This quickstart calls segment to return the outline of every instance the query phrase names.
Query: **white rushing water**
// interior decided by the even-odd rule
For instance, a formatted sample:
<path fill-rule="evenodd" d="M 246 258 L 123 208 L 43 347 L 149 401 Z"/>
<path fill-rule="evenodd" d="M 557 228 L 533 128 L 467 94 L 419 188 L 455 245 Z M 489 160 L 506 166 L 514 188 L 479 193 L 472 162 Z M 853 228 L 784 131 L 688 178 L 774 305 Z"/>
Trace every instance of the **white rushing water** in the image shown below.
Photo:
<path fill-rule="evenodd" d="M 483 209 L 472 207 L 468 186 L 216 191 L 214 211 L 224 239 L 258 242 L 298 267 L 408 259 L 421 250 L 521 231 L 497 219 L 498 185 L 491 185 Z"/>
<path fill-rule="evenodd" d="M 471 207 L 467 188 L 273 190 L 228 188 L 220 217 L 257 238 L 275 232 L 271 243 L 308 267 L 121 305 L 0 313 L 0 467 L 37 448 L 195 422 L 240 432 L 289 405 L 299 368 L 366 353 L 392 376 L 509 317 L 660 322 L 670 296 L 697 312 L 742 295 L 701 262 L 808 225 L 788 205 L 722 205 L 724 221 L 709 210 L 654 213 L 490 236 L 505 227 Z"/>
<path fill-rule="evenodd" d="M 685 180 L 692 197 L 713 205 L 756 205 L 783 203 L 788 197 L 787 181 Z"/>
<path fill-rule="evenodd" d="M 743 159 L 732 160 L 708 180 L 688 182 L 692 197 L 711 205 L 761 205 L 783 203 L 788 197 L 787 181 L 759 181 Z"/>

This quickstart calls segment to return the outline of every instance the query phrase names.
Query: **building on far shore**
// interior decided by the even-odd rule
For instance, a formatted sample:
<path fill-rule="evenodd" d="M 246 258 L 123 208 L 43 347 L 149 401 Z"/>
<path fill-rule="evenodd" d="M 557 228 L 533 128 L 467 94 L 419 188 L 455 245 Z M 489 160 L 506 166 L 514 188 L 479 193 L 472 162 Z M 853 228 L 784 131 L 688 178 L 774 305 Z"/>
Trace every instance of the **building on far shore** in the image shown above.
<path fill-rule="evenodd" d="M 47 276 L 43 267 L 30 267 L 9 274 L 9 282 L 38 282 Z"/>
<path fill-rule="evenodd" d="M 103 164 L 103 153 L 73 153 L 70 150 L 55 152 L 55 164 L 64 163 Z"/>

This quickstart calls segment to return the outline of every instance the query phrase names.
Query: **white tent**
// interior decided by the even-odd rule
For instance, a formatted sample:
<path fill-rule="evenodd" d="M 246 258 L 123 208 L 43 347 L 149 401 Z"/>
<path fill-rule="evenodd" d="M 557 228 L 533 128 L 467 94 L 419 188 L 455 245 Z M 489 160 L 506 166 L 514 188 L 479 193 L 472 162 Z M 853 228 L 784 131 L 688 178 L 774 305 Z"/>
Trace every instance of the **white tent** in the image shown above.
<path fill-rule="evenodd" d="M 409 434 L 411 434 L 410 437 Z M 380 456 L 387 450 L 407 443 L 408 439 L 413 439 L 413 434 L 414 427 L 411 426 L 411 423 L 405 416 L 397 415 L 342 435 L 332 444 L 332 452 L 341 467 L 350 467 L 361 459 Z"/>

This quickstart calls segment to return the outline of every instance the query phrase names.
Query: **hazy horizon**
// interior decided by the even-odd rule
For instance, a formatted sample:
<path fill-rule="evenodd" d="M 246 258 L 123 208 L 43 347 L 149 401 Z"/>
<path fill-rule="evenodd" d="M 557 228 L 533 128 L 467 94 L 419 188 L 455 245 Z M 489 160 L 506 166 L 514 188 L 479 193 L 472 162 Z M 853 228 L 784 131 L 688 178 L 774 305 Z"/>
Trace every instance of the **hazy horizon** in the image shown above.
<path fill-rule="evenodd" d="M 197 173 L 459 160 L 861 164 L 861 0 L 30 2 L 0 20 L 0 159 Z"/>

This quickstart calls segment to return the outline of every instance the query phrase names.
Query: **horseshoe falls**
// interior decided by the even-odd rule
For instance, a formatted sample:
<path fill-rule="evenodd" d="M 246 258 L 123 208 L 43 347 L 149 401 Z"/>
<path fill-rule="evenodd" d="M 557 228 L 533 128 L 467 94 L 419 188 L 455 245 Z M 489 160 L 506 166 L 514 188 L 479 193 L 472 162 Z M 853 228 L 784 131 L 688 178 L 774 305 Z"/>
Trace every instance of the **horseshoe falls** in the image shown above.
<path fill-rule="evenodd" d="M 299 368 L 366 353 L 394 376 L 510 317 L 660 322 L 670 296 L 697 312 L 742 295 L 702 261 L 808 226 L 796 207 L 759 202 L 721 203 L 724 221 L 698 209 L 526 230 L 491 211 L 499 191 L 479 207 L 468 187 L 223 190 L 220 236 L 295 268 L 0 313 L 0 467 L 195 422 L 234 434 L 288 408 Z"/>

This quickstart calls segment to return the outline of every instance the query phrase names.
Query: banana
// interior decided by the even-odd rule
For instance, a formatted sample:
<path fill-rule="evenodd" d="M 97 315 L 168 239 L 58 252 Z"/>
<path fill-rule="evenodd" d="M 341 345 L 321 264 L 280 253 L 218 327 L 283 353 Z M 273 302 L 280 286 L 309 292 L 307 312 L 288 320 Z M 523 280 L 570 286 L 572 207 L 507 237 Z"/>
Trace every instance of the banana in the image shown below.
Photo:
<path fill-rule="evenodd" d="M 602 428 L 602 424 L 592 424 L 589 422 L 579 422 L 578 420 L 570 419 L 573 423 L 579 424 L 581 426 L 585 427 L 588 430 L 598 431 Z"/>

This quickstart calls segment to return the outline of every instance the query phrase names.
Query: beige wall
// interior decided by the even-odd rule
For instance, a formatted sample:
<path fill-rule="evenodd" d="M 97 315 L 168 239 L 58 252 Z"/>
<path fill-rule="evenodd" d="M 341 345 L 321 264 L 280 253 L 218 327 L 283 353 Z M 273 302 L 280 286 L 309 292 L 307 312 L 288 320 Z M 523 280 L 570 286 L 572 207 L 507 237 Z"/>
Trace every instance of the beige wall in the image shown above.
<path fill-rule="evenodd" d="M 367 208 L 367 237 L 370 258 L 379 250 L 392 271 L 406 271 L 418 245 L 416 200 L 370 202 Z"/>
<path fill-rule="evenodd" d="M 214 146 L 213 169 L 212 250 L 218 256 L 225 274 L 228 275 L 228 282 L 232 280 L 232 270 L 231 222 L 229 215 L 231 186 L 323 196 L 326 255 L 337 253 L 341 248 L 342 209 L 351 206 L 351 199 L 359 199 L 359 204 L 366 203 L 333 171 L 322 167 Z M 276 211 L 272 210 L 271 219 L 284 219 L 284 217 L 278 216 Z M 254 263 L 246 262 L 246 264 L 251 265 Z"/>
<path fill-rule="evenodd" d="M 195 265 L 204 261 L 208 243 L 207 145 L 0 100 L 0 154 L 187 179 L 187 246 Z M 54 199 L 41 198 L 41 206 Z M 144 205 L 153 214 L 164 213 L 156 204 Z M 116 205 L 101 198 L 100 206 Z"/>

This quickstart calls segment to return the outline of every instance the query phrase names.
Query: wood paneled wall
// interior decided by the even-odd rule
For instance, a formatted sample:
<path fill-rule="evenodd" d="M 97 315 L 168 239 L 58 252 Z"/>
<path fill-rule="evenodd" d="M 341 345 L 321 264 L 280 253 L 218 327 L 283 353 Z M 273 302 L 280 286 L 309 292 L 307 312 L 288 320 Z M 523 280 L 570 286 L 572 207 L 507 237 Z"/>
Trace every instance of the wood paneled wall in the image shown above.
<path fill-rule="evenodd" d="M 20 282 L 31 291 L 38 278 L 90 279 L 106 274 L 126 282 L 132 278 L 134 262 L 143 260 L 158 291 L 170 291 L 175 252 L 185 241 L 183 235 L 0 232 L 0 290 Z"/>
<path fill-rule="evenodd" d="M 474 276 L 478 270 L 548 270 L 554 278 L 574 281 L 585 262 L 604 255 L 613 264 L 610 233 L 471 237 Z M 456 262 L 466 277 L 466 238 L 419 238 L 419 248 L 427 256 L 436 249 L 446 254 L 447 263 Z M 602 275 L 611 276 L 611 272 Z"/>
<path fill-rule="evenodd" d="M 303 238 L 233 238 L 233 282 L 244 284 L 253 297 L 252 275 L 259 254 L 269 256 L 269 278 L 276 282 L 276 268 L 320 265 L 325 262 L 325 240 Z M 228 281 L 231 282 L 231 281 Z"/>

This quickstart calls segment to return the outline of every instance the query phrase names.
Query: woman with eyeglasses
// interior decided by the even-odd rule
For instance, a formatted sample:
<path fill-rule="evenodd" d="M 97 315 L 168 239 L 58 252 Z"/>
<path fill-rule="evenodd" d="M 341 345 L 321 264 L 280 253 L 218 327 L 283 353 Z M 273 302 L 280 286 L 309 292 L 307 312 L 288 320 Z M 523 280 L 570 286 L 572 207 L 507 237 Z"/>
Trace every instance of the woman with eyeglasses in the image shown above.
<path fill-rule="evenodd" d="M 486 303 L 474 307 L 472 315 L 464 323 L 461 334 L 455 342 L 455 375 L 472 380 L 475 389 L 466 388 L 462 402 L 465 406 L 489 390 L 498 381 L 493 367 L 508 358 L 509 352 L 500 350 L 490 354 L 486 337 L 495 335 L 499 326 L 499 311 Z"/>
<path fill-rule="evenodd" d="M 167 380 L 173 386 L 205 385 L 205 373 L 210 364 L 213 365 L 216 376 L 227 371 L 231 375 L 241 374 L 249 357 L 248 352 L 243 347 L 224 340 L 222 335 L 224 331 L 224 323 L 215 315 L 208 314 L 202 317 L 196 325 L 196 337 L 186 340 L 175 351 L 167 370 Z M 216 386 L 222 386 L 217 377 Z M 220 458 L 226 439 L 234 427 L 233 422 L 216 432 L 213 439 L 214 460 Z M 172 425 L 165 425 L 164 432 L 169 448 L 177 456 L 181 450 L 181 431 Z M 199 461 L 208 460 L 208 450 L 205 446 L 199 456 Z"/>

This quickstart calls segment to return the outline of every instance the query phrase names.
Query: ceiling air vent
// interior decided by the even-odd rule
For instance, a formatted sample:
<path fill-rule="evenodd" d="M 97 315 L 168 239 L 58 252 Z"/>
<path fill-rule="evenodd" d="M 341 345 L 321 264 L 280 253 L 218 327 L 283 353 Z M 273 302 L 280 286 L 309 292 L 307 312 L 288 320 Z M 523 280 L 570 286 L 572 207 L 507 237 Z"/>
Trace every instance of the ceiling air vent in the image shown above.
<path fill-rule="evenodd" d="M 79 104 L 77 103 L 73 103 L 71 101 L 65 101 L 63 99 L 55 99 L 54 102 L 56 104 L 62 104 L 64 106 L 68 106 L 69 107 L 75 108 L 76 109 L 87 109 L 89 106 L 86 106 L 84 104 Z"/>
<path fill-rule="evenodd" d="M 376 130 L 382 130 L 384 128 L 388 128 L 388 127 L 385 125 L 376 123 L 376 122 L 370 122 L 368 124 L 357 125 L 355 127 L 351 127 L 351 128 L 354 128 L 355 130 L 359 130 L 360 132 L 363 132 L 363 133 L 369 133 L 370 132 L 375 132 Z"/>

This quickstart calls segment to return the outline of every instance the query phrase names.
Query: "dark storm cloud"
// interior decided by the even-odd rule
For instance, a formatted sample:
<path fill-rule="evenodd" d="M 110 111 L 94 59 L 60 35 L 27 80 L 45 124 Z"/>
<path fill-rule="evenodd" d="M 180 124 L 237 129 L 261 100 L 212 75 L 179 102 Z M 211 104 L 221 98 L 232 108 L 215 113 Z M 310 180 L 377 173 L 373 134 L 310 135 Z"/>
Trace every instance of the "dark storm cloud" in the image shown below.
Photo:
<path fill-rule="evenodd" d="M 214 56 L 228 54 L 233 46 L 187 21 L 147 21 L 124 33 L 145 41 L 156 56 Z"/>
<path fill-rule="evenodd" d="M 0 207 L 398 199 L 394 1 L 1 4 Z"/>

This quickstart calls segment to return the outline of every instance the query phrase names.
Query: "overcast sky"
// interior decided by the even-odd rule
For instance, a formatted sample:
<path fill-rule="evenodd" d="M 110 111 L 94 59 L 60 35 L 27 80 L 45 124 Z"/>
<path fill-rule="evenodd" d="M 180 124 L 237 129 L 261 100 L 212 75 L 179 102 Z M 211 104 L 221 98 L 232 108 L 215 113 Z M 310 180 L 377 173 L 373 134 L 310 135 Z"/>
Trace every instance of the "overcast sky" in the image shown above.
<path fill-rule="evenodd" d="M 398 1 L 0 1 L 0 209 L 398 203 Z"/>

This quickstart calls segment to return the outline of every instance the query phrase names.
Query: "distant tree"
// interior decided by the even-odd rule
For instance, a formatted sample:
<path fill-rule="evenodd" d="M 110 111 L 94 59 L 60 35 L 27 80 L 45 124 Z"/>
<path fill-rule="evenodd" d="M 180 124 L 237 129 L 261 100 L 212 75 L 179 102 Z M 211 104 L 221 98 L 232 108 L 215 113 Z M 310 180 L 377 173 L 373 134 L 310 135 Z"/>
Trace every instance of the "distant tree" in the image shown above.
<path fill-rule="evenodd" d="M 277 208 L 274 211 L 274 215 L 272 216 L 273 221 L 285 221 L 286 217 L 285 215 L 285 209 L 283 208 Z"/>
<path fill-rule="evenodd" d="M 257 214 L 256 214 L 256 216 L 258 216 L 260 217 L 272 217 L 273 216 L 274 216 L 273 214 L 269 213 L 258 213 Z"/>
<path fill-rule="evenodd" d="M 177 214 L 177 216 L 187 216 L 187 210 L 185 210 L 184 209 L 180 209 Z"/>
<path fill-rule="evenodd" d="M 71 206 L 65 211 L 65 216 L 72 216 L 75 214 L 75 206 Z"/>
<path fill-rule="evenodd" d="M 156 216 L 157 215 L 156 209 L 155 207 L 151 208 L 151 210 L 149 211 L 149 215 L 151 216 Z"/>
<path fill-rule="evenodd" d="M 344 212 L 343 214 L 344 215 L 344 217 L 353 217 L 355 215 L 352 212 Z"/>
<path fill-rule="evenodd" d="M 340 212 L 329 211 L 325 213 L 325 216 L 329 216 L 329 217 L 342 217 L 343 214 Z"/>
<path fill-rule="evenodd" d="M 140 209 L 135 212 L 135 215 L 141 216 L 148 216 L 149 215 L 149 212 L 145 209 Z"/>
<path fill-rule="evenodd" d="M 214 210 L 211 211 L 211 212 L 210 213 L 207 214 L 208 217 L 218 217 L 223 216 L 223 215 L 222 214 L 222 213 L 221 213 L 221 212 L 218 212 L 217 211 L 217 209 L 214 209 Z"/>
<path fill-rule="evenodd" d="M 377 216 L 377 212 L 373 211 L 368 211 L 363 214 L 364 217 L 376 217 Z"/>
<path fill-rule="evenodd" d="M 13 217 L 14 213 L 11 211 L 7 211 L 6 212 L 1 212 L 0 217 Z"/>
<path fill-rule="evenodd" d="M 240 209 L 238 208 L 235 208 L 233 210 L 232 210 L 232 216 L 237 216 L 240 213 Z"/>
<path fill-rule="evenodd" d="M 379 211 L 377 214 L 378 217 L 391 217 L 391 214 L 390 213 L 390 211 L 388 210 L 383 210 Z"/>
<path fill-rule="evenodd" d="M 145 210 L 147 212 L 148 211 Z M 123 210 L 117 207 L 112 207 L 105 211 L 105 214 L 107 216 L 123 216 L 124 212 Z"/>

◇ ◇ ◇ ◇ ◇

▸ **Work instructions**
Reproduce verbatim everything from the first line of the records through the line containing "743 159 L 732", including both of those lines.

▸ **The output**
This quickstart calls segment to return the outline of every instance the query phrase names.
Query: **white rushing water**
// interior decided by the even-odd rule
For instance, a formatted sample:
<path fill-rule="evenodd" d="M 246 258 L 123 208 L 43 347 L 149 401 Z"/>
<path fill-rule="evenodd" d="M 557 228 L 533 128 L 467 94 L 419 188 L 455 245 Z M 489 160 L 506 166 L 514 188 L 479 193 L 472 162 Z M 853 228 L 784 131 L 688 178 L 774 305 Z"/>
Trace every instance of the **white rushing water** in the image shown below.
Photo:
<path fill-rule="evenodd" d="M 483 209 L 472 207 L 468 186 L 216 191 L 214 211 L 224 239 L 258 242 L 298 267 L 408 259 L 421 250 L 521 231 L 497 219 L 498 185 L 491 185 Z"/>
<path fill-rule="evenodd" d="M 471 207 L 467 188 L 273 190 L 228 188 L 220 217 L 257 238 L 275 232 L 271 243 L 308 267 L 121 305 L 0 313 L 0 467 L 37 448 L 195 422 L 240 432 L 289 405 L 299 368 L 366 353 L 392 376 L 509 317 L 660 322 L 670 296 L 697 312 L 742 295 L 701 262 L 808 225 L 788 205 L 722 205 L 724 221 L 709 210 L 654 213 L 490 236 L 505 227 Z"/>
<path fill-rule="evenodd" d="M 685 180 L 692 197 L 713 205 L 756 205 L 783 203 L 788 197 L 787 181 Z"/>
<path fill-rule="evenodd" d="M 743 159 L 732 160 L 708 180 L 688 182 L 692 197 L 711 205 L 761 205 L 783 203 L 788 197 L 787 181 L 759 181 Z"/>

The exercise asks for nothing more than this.